AIM:
Each entry below is to be duplicated verbatim.

DATA:

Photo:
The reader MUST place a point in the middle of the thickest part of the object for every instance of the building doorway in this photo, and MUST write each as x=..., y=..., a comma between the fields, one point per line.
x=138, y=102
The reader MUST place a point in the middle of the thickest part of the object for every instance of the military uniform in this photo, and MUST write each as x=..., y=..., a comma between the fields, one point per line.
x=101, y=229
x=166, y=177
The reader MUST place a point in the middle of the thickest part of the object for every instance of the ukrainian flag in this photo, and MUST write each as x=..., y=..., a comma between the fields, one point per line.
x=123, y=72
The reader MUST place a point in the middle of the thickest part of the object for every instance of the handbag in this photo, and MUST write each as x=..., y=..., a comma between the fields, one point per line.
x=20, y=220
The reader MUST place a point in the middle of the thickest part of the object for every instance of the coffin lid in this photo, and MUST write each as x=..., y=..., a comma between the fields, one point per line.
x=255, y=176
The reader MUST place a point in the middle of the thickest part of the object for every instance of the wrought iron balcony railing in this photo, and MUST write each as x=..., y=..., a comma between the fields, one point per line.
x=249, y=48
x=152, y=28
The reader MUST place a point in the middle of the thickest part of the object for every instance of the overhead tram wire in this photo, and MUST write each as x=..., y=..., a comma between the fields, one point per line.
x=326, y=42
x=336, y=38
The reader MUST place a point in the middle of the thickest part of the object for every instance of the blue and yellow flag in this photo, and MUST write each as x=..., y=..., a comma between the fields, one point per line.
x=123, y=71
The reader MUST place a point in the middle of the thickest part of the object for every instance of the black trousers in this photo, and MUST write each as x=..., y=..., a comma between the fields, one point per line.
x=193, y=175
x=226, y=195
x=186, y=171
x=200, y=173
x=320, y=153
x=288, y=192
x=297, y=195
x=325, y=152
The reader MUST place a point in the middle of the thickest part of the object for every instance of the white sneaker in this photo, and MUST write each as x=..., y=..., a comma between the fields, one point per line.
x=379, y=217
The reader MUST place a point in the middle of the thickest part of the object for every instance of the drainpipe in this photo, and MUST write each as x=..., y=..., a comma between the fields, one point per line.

OUTPUT:
Photo:
The reader MUST place a point in the middle of the thickest part of the object for every instance of the building doorway in this photo, and MUST write each as x=..., y=..., a comma between the fields, one point per line.
x=138, y=102
The reader MUST place a point in the middle of the thickest part of the object for every instance of the military uniform in this photo, and MUST write each as x=..., y=..., a comma between the fields, one point per line.
x=101, y=229
x=166, y=177
The reader MUST place a point in the middle of the thickest part of the object for every instance of the ukrainian flag in this photo, and MUST write each as x=..., y=..., a comma between the fields, one point per line.
x=123, y=72
The reader MUST place a point in the middle of the thickest part of the object for every instance of the handbag in this photo, and MUST write each as x=..., y=..., a comma between the fields, one point per line.
x=20, y=220
The reader MUST place a point in the middle of the thickest part of the object for every instance of the coffin lid in this photo, and MUST write each as x=..., y=..., a comma between the fields, one point per line.
x=255, y=176
The reader MUST place a point in the middle of the thickest part of the object for every instance of the wrought iron balcony railing in this photo, and MUST write each as x=..., y=..., a comma between the fields, one point per line.
x=249, y=48
x=152, y=28
The reader MUST place a point in the middle of the thickest part of the object for every instance of the overhead tram wire in this photo, and MUST write each as x=..., y=..., a comma between the fields, one point per line.
x=326, y=42
x=336, y=38
The reader MUST place a point in the middle of the thickest part of the object for every instance of the blue and yellow flag in this photo, and MUST write each as x=..., y=..., a comma between the fields, one point per line.
x=123, y=71
The reader MUST place a point in the middle of the thickest part of the object for every instance of the black trousers in this photo, and MUST write each as x=..., y=..., a comma between the fields, one point per line.
x=193, y=175
x=226, y=195
x=186, y=171
x=200, y=173
x=320, y=153
x=288, y=192
x=297, y=195
x=325, y=152
The reader MUST place a point in the middle of the thickest part of the object for every instance of the white sneaker in this photo, and MUST write each as x=..., y=..., a comma between the fields, one point per line.
x=379, y=217
The reader MUST place a point in the middle of the thickest part of the object for every instance of the drainpipe in this photo, and MUST write each as x=..., y=..., a comma between the fields, one point per line.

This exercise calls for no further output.